Merge remote-tracking branch 'github/main' into async-uploads-executor

TrevorBergeron · TrevorBergeron · commit 6047cc031460 · 2026-03-23T19:41:40.000Z
diff --git a/bigframes/core/blocks.py b/bigframes/core/blocks.py
@@ -1822,9 +1822,9 @@ def melt(
         Arguments correspond to pandas.melt arguments.
         """
         # TODO: Implement col_level and ignore_index
-        value_labels: pd.Index = pd.Index(
-            [self.col_id_to_label[col_id] for col_id in value_vars]
-        )
+        value_labels: pd.Index = self.column_labels[
+            [self.value_columns.index(col_id) for col_id in value_vars]
+        ]
         id_labels = [self.col_id_to_label[col_id] for col_id in id_vars]
 
         unpivot_expr, (var_col_ids, unpivot_out, passthrough_cols) = unpivot(
@@ -3417,6 +3417,7 @@ def unpivot(
         joined_array, (labels_mapping, column_mapping) = labels_array.relational_join(
             array_value, type="cross"
         )
+
     new_passthrough_cols = [column_mapping[col] for col in passthrough_columns]
     # Last column is offsets
     index_col_ids = [labels_mapping[col] for col in labels_array.column_ids[:-1]]
@@ -3426,20 +3427,24 @@ def unpivot(
     unpivot_exprs: List[ex.Expression] = []
     # Supports producing multiple stacked ouput columns for stacking only part of hierarchical index
     for input_ids in unpivot_columns:
-        # row explode offset used to choose the input column
-        # we use offset instead of label as labels are not necessarily unique
-        cases = itertools.chain(
-            *(
-                (
-                    ops.eq_op.as_expr(explode_offsets_id, ex.const(i)),
-                    ex.deref(column_mapping[id_or_null])
-                    if (id_or_null is not None)
-                    else ex.const(None),
+        col_expr: ex.Expression
+        if not input_ids:
+            col_expr = ex.const(None, dtype=bigframes.dtypes.INT_DTYPE)
+        else:
+            # row explode offset used to choose the input column
+            # we use offset instead of label as labels are not necessarily unique
+            cases = itertools.chain(
+                *(
+                    (
+                        ops.eq_op.as_expr(explode_offsets_id, ex.const(i)),
+                        ex.deref(column_mapping[id_or_null])
+                        if (id_or_null is not None)
+                        else ex.const(None),
+                    )
+                    for i, id_or_null in enumerate(input_ids)
                 )
-                for i, id_or_null in enumerate(input_ids)
             )
-        )
-        col_expr = ops.case_when_op.as_expr(*cases)
+            col_expr = ops.case_when_op.as_expr(*cases)
         unpivot_exprs.append(col_expr)
 
     joined_array, unpivot_col_ids = joined_array.compute_values(unpivot_exprs)
@@ -3457,19 +3462,43 @@ def _pd_index_to_array_value(
     Create an ArrayValue from a list of label tuples.

§ **Data excerpt**:
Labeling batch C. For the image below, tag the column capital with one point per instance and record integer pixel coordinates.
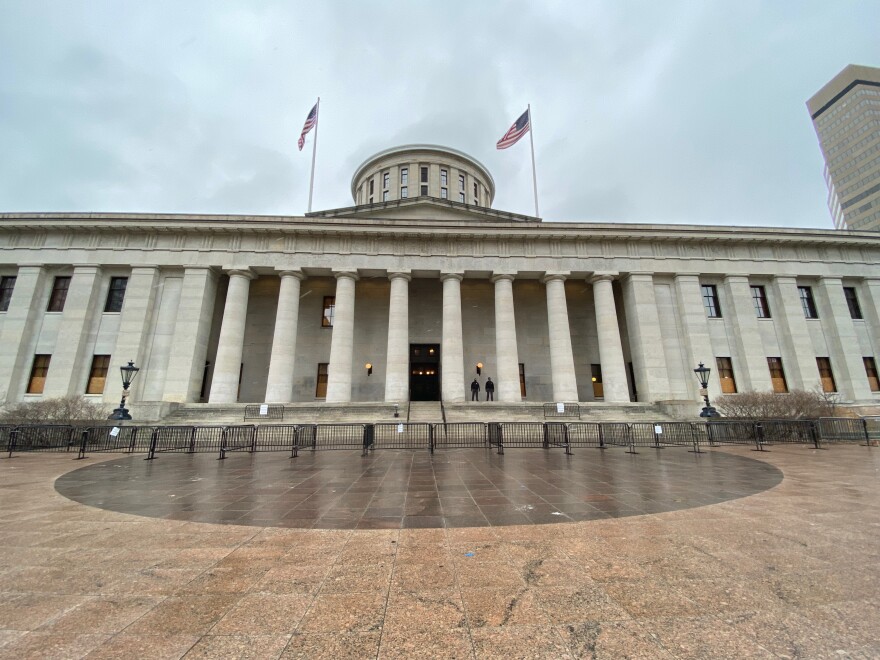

§ **Directive**:
According to a comment in the commit, why is the offset used instead of the label to choose the input column? You can leave the lines aside.

§ **Correct output**:
Labels are not necessarily unique.